----- DATASET RECORDS -----
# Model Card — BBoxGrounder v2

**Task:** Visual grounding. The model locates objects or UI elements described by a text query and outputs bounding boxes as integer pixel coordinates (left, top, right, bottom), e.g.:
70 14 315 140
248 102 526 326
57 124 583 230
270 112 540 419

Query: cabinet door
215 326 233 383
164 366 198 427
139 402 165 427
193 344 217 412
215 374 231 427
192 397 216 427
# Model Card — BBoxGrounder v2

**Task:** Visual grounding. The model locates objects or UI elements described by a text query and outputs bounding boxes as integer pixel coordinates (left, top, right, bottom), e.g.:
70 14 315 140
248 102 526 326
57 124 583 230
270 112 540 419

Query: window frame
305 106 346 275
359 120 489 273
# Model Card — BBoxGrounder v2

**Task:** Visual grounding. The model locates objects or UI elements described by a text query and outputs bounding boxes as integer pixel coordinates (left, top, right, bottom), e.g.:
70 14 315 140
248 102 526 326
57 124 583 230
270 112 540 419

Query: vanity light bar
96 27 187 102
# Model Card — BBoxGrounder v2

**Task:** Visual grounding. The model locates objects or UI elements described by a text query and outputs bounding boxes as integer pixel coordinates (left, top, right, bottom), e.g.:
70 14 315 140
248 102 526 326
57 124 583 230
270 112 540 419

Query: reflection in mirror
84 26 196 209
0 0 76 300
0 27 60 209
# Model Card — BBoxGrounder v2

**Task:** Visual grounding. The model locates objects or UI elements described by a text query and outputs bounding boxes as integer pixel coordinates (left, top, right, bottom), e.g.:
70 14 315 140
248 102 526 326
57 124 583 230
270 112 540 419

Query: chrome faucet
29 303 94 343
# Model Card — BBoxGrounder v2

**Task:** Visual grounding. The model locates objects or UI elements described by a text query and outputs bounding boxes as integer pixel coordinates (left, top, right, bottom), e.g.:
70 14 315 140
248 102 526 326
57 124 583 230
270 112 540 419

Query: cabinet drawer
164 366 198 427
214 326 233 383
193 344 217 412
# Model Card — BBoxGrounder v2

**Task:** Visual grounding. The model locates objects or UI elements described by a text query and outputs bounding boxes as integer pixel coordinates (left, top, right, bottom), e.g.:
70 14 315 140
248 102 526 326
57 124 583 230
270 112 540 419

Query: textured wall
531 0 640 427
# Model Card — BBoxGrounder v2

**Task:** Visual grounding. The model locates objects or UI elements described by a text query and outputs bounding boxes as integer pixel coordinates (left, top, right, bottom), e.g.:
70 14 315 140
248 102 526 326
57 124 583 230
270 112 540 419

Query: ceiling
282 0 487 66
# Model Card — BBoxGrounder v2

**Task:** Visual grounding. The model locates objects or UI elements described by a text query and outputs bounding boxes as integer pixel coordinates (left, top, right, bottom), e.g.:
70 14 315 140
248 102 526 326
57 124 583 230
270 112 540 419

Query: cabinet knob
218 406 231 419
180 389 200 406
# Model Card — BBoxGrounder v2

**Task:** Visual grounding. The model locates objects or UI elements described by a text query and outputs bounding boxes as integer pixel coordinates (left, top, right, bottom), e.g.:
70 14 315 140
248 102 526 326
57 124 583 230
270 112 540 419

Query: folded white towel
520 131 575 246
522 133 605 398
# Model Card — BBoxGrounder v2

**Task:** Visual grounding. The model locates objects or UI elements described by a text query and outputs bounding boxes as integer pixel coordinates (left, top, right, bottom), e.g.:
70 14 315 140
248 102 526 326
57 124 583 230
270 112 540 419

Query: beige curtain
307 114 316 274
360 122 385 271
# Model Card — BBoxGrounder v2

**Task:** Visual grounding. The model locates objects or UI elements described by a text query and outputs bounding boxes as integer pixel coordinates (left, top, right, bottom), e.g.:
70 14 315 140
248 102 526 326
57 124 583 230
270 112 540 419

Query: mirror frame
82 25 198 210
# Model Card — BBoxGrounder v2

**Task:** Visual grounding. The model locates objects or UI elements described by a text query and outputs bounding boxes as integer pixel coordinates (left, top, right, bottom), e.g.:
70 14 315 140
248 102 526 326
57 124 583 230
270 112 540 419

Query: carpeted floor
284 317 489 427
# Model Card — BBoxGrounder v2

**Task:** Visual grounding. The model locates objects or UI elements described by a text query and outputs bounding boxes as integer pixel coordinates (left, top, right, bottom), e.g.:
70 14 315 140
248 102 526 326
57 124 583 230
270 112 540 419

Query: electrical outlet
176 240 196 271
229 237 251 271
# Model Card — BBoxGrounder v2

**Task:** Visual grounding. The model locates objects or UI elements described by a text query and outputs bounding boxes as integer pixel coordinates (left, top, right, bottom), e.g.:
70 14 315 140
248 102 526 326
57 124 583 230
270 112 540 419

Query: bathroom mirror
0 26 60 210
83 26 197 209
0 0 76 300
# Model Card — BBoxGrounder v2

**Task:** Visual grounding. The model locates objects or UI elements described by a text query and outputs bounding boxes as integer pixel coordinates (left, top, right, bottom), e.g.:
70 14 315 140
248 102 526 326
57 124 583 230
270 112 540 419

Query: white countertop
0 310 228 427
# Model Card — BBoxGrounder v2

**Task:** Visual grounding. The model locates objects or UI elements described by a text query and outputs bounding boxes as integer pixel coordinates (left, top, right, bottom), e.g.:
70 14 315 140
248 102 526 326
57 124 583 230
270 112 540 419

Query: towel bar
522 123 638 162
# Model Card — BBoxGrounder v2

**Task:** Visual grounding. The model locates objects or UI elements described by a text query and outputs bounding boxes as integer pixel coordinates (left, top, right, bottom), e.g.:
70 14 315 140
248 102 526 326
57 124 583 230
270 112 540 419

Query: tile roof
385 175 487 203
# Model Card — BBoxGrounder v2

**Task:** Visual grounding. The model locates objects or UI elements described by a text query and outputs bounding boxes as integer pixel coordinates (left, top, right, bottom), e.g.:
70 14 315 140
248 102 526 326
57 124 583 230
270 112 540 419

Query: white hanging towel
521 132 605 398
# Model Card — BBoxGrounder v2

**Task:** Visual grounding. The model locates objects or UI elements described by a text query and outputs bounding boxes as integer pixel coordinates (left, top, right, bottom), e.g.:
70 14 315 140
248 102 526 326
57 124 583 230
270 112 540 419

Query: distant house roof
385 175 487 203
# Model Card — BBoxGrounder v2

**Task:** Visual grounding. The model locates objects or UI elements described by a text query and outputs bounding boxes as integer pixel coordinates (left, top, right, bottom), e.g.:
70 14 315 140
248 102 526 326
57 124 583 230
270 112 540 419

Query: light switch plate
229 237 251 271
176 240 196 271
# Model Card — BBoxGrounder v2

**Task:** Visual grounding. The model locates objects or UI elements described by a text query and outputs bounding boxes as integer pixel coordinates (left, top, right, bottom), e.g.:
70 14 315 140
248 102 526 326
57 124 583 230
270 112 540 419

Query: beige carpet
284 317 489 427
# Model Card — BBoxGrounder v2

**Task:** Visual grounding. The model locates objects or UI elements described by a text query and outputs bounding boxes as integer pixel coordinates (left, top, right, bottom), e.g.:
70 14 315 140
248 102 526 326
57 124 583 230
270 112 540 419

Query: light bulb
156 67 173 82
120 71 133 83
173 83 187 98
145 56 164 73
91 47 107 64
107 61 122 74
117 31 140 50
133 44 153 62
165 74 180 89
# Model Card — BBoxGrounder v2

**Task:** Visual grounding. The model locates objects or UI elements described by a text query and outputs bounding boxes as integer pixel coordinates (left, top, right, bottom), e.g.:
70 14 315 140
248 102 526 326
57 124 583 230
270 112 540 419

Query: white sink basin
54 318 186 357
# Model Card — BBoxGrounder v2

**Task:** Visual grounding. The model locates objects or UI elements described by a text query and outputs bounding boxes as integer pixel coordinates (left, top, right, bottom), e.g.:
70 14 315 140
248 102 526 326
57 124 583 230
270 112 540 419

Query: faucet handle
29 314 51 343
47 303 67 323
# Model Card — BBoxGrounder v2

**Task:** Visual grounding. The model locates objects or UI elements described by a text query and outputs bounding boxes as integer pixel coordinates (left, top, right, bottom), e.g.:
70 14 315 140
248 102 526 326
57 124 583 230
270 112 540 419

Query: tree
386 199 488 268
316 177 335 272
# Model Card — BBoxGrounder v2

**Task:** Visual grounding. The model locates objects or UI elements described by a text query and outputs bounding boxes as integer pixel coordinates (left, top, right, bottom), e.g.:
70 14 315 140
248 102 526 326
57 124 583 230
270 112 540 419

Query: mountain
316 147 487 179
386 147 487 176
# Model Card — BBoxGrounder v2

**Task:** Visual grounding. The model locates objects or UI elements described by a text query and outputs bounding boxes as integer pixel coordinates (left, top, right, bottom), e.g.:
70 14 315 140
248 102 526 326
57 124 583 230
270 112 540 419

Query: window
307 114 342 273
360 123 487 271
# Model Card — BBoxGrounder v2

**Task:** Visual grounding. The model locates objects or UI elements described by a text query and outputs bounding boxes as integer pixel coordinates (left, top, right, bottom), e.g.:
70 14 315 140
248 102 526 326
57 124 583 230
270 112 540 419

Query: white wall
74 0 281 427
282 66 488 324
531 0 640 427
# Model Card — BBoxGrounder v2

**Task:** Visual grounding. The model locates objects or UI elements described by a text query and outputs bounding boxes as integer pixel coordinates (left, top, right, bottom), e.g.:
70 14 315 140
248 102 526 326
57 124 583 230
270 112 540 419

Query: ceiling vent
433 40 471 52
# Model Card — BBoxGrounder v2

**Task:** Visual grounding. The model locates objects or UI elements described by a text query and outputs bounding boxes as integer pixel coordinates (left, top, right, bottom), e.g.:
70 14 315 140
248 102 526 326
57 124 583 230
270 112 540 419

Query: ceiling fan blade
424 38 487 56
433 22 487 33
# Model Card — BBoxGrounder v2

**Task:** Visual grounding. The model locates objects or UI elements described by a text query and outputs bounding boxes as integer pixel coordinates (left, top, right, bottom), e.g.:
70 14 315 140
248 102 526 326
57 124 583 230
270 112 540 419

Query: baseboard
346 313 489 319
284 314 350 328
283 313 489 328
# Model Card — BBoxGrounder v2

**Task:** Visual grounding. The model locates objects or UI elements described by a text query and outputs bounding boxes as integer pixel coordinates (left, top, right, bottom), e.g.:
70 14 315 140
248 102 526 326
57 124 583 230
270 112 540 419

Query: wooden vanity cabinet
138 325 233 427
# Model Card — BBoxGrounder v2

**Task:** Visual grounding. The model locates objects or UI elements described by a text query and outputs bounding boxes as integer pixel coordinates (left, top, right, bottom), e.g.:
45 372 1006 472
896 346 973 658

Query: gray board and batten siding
-----
- DIRECTIONS FOR THIS TASK: Retype the listing above without any changes, starting at its first line and ending at the line that contains "29 303 94 343", including both.

- RESPONSE TO THIS EXERCISE:
# Model Card — BBoxGrounder v2

**Task:** Visual grounding. The model locates objects or UI elements described by a text query and outputs bounding boxes as integer pixel coordinates (left, top, right, bottom), e.g.:
70 14 315 140
248 102 526 326
57 124 583 230
270 112 540 419

Query: cabinet door
215 326 233 383
164 366 198 427
139 402 165 427
193 344 217 412
215 374 231 427
192 397 216 427
# Model Card — BBoxGrounder v2

**Task:** Visual grounding. The model locates objects or UI elements described by a text query and outputs bounding boxes as integer pixel coordinates (left, top, right, bottom), e.g.:
70 14 315 140
248 102 526 326
57 124 583 230
270 112 540 419

Query: window frame
305 106 346 275
359 120 489 273
# Model Card — BBoxGrounder v2

**Task:** Visual grounding. The model locates objects or UI elements described by a text query and outputs bounding boxes as integer pixel coordinates (left, top, right, bottom), e.g.:
70 14 315 140
248 102 526 326
57 124 583 230
270 112 540 419

Query: vanity light bar
96 27 187 102
# Model Card — BBoxGrounder v2

**Task:** Visual grounding. The model locates objects or UI elements described by a text query and outputs bounding boxes as integer pixel coordinates (left, top, right, bottom), e.g.:
70 14 315 140
248 102 526 326
57 124 583 230
270 112 540 419

Query: reflection in mirror
84 26 196 209
0 0 76 300
0 27 60 209
# Model Card — BBoxGrounder v2

**Task:** Visual grounding. The model locates objects or UI elements described by a text query and outputs bounding boxes as integer pixel coordinates (left, top, right, bottom), e.g.:
70 14 315 140
248 102 526 326
57 124 583 230
270 112 540 419

Query: chrome faucet
29 303 94 343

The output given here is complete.